**Dataset records**
━━━

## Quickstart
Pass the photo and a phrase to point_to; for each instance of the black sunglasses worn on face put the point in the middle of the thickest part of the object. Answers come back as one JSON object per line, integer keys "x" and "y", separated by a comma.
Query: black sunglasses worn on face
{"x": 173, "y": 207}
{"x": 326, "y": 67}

━━━

**Task objective**
Print the lines above again, word for word, without changing anything.

**Task result**
## Quickstart
Pass the photo and a phrase to point_to; for each instance of the black sunglasses worn on face put the point in the middle of the thickest part of the object. Answers come back as one JSON object per line, integer keys "x" and "y", separated by a comma.
Query: black sunglasses worn on face
{"x": 173, "y": 207}
{"x": 326, "y": 67}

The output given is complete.